## TEXTE D'ÉTUDE
Mise en parallèle très originale des pratiques livresques et picturales de trois peintres contemporains, Kazarian, Villers et Walsh, en la Black Box à Bruxelles.

Les points communs entre les trois peintres de cette exposition sont, en premier, l’option de non figuration en des orientations plutôt minimalistes, en second, la réalisation de livres d’artistes intimement liés à leur démarche picturale. Si les supports de ces deux pratiques sont évidemment différents, il n’existe chez eux aucune rupture entre les deux, l’une et l’autre se complétant en leur spécificité.

Bernard Villers est depuis de nombreuses années un explorateur de l’univers chromatique en des formulations qui exploitent les ressources à la fois de la matière picturale et des supports utilisés. Leur variété, qui va de la traditionnelle surface plane au caractère souvent géométrique à l’objet récupéré et aux papiers de toutes textures, lui permet d’expérimenter constamment leurs réactions spécifiques au traitement chromatique. La transparence, le monochrome, la saturation, la trace et les pigments naturels participent principalement de ses investigations. Parmi les oeuvres exposées, l’une est particulièrement emblématique du rapport à l’édition: un monochrome d’un bleu ciel intense, ouvert comme un livre. Les distinctions s’amenuisent au point de pratiquement disparaître comme en une autre série de peintures d’un cercle inscrit dans un cané avec inscrit sur le mur, mise en relation avec une édition où est appliqué le même principe.

La technique picturale d’Aïda Kazarian s’apparente au boustrophédon, sorte d’écriture continue de gauche à droite se poursuivant de droite à gauche, une méthode empruntée au tissage. Travaillant sur des supports translucides, l’artiste recourt à la peinture au doigt et avec la paume de la main qu’elle fait légèrement glisser sur la toile en une succession de gestes répétitifs mais jamais semblables. L’usage de couleurs aux irisations métalliques provoque des visions changeantes suivant la luminosité et l’angle de vision. Les variations de la perception y sont incessantes. Une peinture en liaison intime avec le corps, la gestualité et une intériorité conséquente de l’application programmée qui conduit à la concentration.

Une seule grande peinture de l’ Américain Dan Walsh répond à ses propositions livresques. Exécutée à main libre en des tonalités sourdes, elle repose sur des effets optiques par les fines irrégularités des traits et la touche qui rendent la toile palpitante par de subtiles vibrations. On retrouve dans les ouvrages exposés une part importante de son travail sur les trames et sur les damiers de carrés inscrits les uns dans les autres, un procédé donnant naissance à une perception en relief particulièrement concrétisée dans les publications.

Bernard Villers. Depuis le début des années 80, après une formation en peinture monumentale sous la direction de Paul Delvaux et Jo Delahaut, l’artiste bruxellois (né en 1939) focalise son travail sur la couleur. Son travail d’auteur de publications d’artiste se manifeste en des productions dans lesquelles plis, mots, formes et répartition des couleurs font référence aux structures livresques. Les livres généralement imprimés en sérigraphie et en tirage numéroté sont produits aux éditions du Remorqueur et de Nouveau Remorqueur.

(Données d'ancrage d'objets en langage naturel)

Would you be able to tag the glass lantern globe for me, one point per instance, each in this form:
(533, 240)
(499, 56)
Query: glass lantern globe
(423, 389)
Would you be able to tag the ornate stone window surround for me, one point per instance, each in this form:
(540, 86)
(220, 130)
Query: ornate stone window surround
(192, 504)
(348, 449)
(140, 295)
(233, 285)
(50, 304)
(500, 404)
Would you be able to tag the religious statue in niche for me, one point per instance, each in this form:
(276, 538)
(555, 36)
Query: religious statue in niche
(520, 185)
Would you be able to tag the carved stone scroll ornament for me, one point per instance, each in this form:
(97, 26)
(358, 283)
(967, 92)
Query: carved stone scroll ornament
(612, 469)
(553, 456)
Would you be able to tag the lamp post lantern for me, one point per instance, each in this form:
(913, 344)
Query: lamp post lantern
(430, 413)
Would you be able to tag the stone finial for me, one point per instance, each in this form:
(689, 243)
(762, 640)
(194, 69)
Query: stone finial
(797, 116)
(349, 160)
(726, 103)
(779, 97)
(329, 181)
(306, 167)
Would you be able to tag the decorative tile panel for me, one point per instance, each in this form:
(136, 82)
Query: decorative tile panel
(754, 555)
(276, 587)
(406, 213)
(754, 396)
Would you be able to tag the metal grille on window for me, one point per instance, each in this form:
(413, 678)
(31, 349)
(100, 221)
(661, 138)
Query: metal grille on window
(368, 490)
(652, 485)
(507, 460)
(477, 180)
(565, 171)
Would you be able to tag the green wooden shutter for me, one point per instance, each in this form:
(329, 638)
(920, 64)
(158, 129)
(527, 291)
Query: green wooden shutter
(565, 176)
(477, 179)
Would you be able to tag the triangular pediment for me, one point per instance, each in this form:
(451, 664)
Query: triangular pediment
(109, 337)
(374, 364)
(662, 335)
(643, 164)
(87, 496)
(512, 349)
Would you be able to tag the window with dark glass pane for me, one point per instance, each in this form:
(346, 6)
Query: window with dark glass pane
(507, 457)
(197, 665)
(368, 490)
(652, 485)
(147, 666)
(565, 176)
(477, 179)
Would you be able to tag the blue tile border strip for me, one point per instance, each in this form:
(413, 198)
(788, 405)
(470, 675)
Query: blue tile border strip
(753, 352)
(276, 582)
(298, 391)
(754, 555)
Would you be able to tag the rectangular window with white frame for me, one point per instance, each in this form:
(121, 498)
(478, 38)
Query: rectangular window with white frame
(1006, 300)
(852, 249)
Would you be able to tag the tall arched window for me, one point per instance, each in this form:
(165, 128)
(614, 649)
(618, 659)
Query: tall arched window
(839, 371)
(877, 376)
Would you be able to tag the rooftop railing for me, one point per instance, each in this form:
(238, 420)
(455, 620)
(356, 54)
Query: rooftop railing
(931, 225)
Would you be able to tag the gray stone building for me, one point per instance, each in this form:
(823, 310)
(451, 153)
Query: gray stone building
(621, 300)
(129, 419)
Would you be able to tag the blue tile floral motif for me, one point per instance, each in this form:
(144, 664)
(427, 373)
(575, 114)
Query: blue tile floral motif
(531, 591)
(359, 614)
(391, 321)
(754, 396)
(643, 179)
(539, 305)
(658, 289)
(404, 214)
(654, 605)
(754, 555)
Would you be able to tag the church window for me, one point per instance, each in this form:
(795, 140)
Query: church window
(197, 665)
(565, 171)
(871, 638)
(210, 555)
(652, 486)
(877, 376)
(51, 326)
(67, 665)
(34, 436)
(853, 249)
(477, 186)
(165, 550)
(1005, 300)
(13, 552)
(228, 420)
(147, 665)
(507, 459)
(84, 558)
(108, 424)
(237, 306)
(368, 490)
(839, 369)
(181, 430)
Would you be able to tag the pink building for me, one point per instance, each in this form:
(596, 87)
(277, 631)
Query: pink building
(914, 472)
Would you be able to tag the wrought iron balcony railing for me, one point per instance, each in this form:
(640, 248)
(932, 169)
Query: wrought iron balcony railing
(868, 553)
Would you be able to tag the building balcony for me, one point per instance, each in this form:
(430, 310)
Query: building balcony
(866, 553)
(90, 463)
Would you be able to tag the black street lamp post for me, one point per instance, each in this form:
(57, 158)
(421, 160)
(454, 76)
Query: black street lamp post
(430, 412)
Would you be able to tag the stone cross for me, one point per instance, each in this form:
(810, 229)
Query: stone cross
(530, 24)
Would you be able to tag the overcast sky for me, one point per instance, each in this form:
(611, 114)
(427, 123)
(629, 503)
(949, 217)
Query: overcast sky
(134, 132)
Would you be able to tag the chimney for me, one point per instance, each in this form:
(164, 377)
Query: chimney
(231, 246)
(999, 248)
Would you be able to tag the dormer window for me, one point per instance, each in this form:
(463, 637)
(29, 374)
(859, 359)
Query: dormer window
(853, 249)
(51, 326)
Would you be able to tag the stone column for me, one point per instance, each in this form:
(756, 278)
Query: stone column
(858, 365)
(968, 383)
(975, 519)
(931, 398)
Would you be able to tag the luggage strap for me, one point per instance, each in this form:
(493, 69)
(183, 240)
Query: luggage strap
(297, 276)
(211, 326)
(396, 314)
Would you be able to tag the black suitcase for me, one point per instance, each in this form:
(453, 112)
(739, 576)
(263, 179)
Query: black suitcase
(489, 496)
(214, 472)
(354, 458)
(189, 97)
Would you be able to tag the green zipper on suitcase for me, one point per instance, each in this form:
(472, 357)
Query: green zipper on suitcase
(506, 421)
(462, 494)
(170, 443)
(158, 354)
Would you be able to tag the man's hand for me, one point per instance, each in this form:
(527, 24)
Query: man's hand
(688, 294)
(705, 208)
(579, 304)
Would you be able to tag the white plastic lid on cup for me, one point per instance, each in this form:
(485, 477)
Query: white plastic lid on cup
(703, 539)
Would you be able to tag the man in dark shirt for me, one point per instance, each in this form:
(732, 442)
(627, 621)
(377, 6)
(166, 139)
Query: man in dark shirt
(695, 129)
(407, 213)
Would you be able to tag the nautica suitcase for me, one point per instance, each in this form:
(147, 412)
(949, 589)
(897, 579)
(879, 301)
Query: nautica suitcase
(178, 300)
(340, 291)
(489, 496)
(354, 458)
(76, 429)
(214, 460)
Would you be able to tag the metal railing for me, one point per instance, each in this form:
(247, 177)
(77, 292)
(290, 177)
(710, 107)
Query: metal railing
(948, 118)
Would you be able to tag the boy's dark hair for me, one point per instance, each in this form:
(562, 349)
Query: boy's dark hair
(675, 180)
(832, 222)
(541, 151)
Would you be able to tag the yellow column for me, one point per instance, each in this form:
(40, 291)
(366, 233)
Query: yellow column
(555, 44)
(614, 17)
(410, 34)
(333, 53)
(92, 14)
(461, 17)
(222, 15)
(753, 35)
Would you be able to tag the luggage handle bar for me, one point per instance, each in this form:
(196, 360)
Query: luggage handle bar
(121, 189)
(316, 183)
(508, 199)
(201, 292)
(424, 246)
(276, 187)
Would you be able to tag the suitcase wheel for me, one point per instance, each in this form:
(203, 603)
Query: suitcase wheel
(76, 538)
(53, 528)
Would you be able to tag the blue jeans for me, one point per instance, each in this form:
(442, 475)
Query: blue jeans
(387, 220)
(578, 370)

* * *

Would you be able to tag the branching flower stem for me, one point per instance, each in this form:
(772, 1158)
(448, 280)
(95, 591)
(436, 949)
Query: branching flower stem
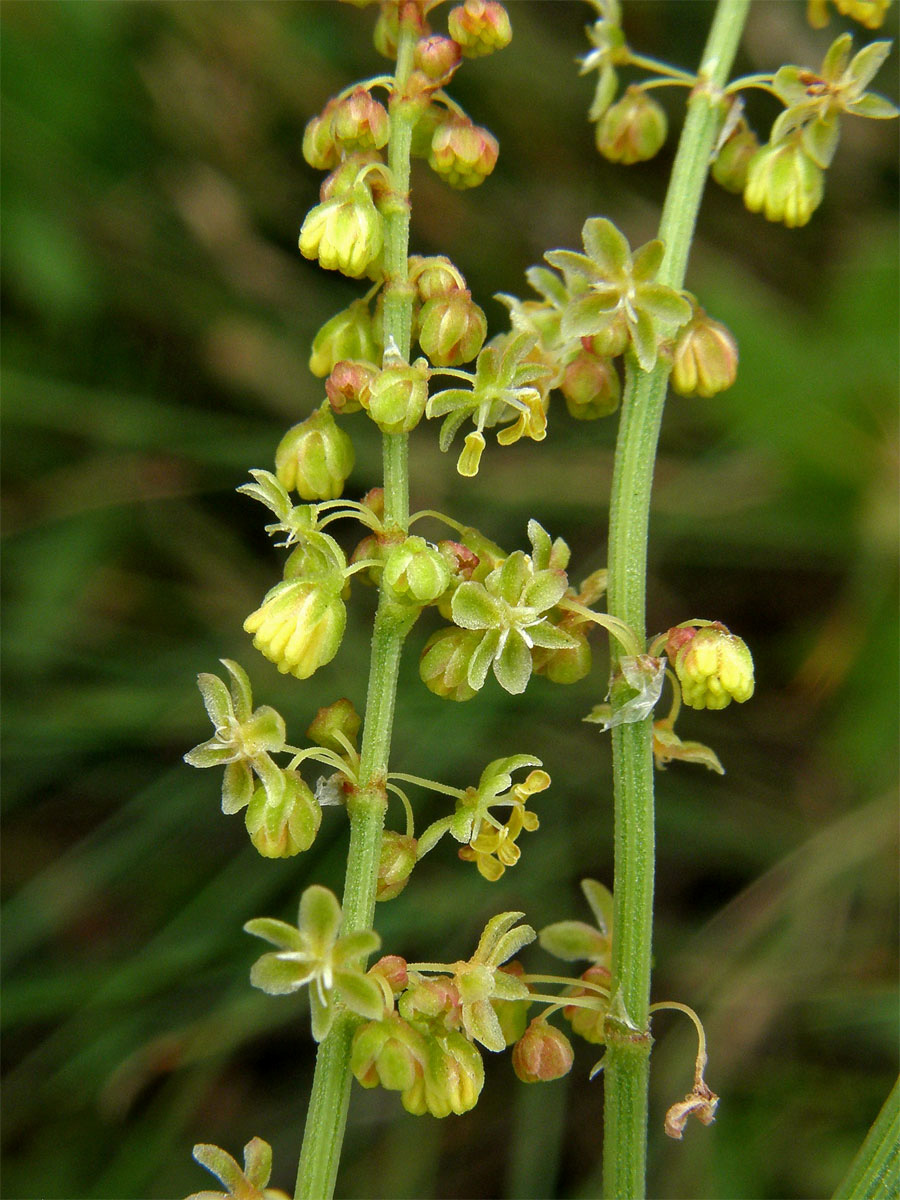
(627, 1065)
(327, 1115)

## CONSIGNE
D'après le texte sur l'exposition de la Black Box, répondez brièvement :
1. À quelle méthode la technique picturale d'Aïda Kazarian s'apparente-t-elle ?
2. En quelle année Bernard Villers est-il né ?
3. Quelle est la nationalité de Dan Walsh ?
Ces données proviennent d'une source distincte du texte.

## CORRIGÉ
1. Au boustrophédon, une méthode empruntée au tissage.
2. En 1939.
3. Il est américain.